Document excerpt:
- Opening Delimiter -

- Born: Patrick Alexander Baeuerle November 24, 1957 (age 68) Friedrichshafen, West Germany
- Occupations: Molecular biologist, Immunologist, Entrepreneur and professor
- Years active: 1986-present

= Patrick A. Baeuerle =

German molecular biologist

Patrick Baeuerle (born 24 November 1957) is a Germanmolecular biologist, immunologist, professor and a biopharmaceutical entrepreneur. Baeuerle is known for his work on tyrosine sulfation of proteins, transcription factor NF-kappaB, and the development of bispecific T-cell engaging antibodies for therapy of cancer.

==Education==
Baeuerle earned his diploma in biology from the University of Konstanz, Germany. He received his Ph.D. in biochemistry summa cum laude, from LMU Munich. His postdoctoral training was with the Nobel Laureate David Baltimore at the Whitehead Institute at Massachusetts Institute of Technology, Cambridge, MA.

==Career==
After his post-doctorate, Baeuerle led a research group at Gene Center in Martinsried, Germany. In 1993, he became the professor of molecular biology, and was and the chairman at the medical faculty of the University of Freiburg, Germany.

Between 1996 and 2015, he served as head of drug discovery at Tularik Inc., as chief scientific officer at Micromet Inc., and as a vice president research for Amgen Inc. in Munich, Germany.

Baeuerle is the co-founder of the companies, iOmx AG, Harpoon Inc, TCR^{2} Inc, Maverick Inc, and Cullinan LLC. He is one of the Managing directors at MPM capital, which is a Cambridge-based venture capital firm.

==Research Activities==

=== Tyrosine Sulfation ===
In 1987, Baeuerle showed that tyrosine sulfation is a frequent modification of secretory proteins that is added in the trans-Golgi compartment.

=== Transcription factor NF-kappaB ===
Baeuerle deciphered the canonical pathway by which transcription factor NF-kappaB is activated and first described inhibitory subunit I-kappaB and the p65/RelA subunit. Baeuerle is said to be one of the inventors of the controversial NF-kappaB. He along with his team showed that NF-kappaB is an oxidative stress-responsive transcription factor and described a functional role of NF-kappaB in the nervous system.

=== Cancer Therapy ===
Baeuerle lead the development of BiTE antibody Blincyto® (blinatumomab; AMG 103) which is approved by the US FDA for treatment of relapsed/refractory acute lymphoblastic leukemia. He has invented various antibody-based constructs that are designed to engage cytotoxic T cells for lysis of cancer cells.

- Closing Delimiter -

[Dataset entries]
- Opening Delimiter -

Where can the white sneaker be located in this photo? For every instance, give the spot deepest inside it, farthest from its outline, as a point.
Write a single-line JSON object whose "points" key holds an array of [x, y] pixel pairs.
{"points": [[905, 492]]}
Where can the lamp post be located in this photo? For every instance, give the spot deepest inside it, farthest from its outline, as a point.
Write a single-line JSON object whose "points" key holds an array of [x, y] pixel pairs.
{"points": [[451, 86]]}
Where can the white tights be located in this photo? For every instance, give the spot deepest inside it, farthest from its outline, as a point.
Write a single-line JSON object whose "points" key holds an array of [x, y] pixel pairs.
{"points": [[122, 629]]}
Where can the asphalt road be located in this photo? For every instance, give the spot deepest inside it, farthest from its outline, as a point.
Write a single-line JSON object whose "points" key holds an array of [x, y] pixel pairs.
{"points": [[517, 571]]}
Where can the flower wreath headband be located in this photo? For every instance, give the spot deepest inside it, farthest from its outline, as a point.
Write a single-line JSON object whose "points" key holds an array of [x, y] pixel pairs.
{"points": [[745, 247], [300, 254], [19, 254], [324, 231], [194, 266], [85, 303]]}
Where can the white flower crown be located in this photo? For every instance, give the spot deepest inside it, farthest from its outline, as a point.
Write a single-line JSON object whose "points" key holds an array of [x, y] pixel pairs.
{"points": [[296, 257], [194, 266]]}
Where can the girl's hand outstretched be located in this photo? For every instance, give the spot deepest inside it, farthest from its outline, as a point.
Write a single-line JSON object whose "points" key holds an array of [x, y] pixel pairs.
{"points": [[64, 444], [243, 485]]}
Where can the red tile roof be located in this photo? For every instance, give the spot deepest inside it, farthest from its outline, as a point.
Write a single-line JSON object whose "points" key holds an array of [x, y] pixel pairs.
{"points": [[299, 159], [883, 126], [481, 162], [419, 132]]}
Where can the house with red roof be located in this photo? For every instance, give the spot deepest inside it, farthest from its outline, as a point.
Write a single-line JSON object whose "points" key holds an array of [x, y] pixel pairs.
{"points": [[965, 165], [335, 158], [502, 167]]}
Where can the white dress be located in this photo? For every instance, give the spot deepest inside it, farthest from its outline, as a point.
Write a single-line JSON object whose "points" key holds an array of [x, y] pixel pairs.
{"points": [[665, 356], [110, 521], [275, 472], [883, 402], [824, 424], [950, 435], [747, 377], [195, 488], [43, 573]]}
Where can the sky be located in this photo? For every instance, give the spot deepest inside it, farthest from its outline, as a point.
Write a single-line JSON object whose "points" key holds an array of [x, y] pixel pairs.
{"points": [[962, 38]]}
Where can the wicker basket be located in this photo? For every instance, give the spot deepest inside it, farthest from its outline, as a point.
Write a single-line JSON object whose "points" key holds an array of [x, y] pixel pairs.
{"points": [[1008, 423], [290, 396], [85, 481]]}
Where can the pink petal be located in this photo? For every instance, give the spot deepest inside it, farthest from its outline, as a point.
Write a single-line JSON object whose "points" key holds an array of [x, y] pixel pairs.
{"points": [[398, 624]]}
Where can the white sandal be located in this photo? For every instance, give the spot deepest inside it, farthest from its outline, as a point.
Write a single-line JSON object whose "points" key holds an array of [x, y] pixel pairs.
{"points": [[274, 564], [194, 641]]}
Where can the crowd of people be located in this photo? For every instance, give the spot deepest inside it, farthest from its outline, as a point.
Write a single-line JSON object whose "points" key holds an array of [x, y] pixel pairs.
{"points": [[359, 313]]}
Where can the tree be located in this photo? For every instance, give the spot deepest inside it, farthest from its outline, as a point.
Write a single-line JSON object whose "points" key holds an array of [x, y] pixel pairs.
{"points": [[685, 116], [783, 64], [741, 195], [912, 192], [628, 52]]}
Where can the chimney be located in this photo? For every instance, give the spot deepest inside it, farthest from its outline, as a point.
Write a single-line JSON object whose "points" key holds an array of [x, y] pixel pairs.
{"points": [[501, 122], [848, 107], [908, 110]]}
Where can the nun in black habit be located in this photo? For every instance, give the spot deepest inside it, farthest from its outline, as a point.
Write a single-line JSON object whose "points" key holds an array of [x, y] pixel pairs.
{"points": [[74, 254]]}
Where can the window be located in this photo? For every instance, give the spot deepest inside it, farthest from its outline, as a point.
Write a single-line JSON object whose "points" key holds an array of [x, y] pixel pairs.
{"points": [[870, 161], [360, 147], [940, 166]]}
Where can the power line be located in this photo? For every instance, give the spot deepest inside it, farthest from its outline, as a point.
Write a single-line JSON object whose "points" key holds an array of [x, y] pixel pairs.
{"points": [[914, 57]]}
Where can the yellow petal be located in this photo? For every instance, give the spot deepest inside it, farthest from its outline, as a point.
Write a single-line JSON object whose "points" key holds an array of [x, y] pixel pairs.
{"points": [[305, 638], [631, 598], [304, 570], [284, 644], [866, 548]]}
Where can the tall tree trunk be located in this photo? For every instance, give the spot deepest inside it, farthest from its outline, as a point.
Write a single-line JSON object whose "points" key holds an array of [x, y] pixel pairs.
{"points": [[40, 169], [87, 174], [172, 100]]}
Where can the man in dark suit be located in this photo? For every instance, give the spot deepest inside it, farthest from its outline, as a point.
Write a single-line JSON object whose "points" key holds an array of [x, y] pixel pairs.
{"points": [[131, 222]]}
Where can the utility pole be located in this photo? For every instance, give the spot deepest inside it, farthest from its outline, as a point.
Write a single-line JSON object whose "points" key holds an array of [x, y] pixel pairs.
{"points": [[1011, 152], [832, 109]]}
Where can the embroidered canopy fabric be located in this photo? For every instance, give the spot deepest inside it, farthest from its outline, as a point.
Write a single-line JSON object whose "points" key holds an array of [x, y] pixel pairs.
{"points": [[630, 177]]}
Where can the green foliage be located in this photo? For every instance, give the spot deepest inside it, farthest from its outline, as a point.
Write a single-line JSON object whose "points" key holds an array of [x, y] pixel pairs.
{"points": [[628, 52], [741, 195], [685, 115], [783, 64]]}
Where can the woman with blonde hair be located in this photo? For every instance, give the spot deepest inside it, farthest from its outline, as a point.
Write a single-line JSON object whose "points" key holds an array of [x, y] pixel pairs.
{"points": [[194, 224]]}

- Closing Delimiter -

Action item A: Reproduce the Patrick Baeuerle biography word for word between "Between 1996 and" and "the trans-Golgi compartment.", inclusive.
Action item B: In the Patrick Baeuerle biography, in what year did Baeuerle become professor of molecular biology at the University of Freiburg?

Exercise result A:
Between 1996 and 2015, he served as head of drug discovery at Tularik Inc., as chief scientific officer at Micromet Inc., and as a vice president research for Amgen Inc. in Munich, Germany.

Baeuerle is the co-founder of the companies, iOmx AG, Harpoon Inc, TCR^{2} Inc, Maverick Inc, and Cullinan LLC. He is one of the Managing directors at MPM capital, which is a Cambridge-based venture capital firm.

==Research Activities==

=== Tyrosine Sulfation ===
In 1987, Baeuerle showed that tyrosine sulfation is a frequent modification of secretory proteins that is added in the trans-Golgi compartment.

Exercise result B: 1993